Minuscule 887 (in the Gregory-Aland numbering), is an 11th-century Greek minuscule manuscript of the New Testament on parchment, with a commentary.

Description 

The codex contains the text of the Gospel of John, with a commentary, on 197 parchment leaves (size ). The text is written in one column per page, 38 lines per page.

Text 
The Greek text of the codex is a representative of the Byzantine. Kurt Aland placed it in Category V.

History 

According to F. H. A. Scrivener and C. R. Gregory it was written in the 11th century. Henry Stevenson dated it to the 10th century. Currently the manuscript is dated by the INTF to the 11th century.

It once belonged to Matariotes, a metropolitan. The manuscript was described by Henry Stevenson. Gregory saw it in 1886.

The manuscript was added to the list of New Testament manuscripts by Scrivener (699e), Gregory (887e).

[Point-placement data]

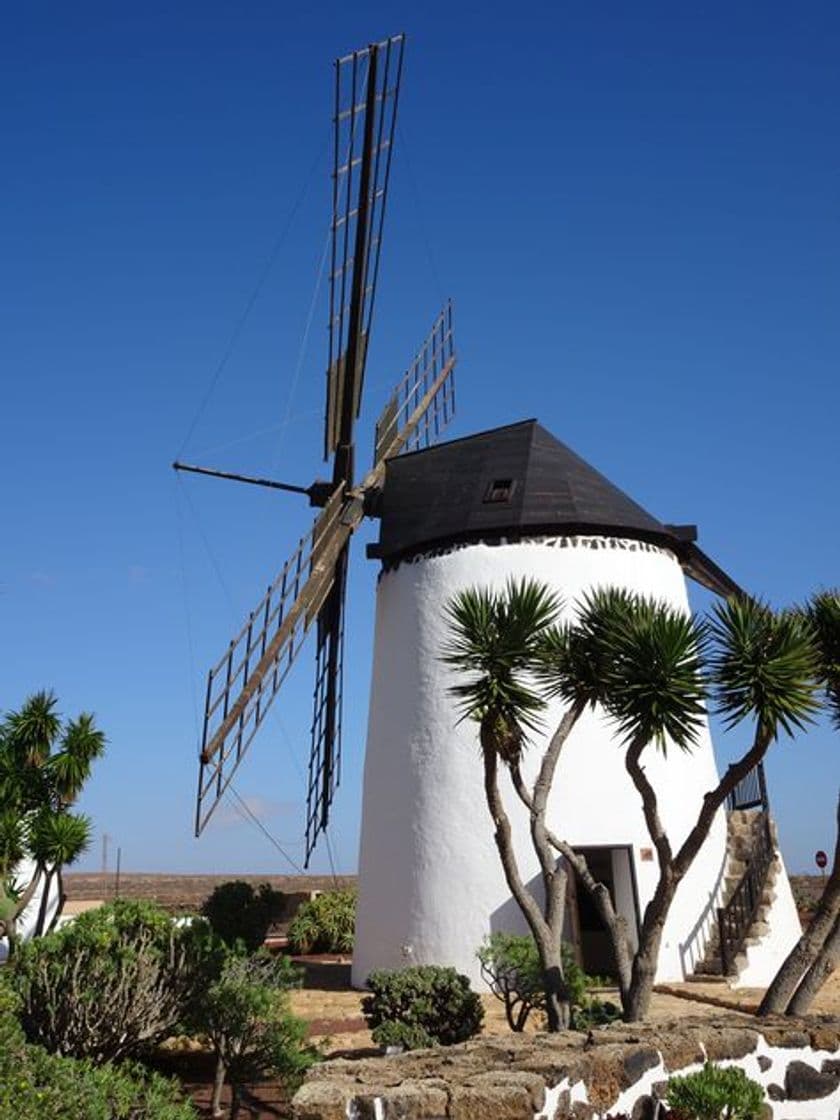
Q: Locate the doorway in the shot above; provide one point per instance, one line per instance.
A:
(614, 868)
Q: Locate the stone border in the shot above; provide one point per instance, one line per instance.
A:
(576, 1076)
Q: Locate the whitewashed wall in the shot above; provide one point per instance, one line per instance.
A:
(430, 880)
(26, 923)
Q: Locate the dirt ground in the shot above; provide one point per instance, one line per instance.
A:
(334, 1010)
(336, 1025)
(180, 894)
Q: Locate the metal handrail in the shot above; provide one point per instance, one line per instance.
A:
(737, 916)
(750, 792)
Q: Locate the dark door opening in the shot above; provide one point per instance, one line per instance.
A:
(612, 867)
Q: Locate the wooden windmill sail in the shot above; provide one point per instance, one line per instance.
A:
(309, 591)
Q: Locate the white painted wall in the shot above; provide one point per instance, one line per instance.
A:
(765, 959)
(26, 923)
(430, 879)
(824, 1108)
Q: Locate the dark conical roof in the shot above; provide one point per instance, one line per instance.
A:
(512, 482)
(516, 478)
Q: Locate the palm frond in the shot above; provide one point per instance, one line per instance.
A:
(492, 640)
(823, 613)
(764, 665)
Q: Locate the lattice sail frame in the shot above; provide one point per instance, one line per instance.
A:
(428, 385)
(325, 755)
(244, 681)
(382, 64)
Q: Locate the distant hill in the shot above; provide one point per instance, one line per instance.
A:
(182, 894)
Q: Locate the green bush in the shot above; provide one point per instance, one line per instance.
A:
(511, 966)
(325, 924)
(40, 1086)
(245, 1015)
(36, 1085)
(402, 1035)
(114, 981)
(715, 1093)
(594, 1013)
(436, 1000)
(238, 913)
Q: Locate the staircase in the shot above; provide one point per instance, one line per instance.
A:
(748, 889)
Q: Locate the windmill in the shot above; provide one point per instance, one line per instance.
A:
(309, 591)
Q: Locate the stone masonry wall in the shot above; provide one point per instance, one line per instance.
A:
(575, 1076)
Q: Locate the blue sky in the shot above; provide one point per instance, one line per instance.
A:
(636, 208)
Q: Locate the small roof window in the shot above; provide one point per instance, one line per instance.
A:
(500, 490)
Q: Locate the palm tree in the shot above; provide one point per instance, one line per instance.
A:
(817, 953)
(652, 669)
(44, 765)
(494, 642)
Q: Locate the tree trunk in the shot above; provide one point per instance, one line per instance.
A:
(637, 1002)
(558, 1008)
(43, 907)
(804, 953)
(819, 972)
(62, 901)
(235, 1101)
(217, 1086)
(548, 943)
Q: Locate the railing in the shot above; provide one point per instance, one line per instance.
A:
(750, 792)
(737, 916)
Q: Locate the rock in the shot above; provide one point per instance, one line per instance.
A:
(414, 1100)
(532, 1082)
(804, 1083)
(582, 1111)
(563, 1106)
(729, 1042)
(495, 1102)
(320, 1100)
(824, 1037)
(786, 1037)
(644, 1108)
(637, 1062)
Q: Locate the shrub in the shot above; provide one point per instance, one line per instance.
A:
(714, 1093)
(35, 1085)
(325, 924)
(594, 1013)
(436, 1000)
(238, 913)
(39, 1085)
(245, 1014)
(511, 966)
(113, 982)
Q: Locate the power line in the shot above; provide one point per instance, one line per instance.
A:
(264, 831)
(252, 300)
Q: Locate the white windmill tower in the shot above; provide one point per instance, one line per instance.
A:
(511, 502)
(309, 591)
(515, 502)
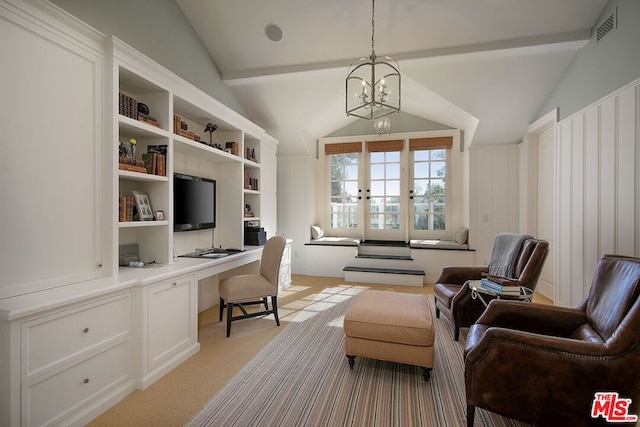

* _Exercise prompt_
Reproduce the part of the article on Minuscule 887 that begins at the words "Description" and stops after "in Category V.", substituting "vellum" for "parchment". This data was taken from a different source than the text.

* _In response_
Description 

The codex contains the text of the Gospel of John, with a commentary, on 197 vellum leaves (size ). The text is written in one column per page, 38 lines per page.

Text 
The Greek text of the codex is a representative of the Byzantine. Kurt Aland placed it in Category V.